EXERCISE INSTRUCTIONS >> Please tally the lines in the rows below that contain the word "background" with its capitalization matching exactly, and give only that number.

** START DATA TO PROCESS **

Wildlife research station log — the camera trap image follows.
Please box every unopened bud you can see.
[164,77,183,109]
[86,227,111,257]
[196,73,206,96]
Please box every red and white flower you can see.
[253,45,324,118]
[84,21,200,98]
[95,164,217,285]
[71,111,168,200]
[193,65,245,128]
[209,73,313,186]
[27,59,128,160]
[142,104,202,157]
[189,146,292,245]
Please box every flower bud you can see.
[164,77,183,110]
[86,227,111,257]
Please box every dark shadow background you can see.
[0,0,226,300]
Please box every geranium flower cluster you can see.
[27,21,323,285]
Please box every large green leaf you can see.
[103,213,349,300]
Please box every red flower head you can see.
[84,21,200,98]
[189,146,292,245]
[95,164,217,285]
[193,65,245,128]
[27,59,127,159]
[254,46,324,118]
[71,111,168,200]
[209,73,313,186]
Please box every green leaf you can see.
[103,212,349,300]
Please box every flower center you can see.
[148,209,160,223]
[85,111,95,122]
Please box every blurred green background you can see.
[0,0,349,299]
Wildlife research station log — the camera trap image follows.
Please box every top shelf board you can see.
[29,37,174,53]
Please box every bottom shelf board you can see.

** END DATA TO PROCESS **

THE SOLUTION >> 2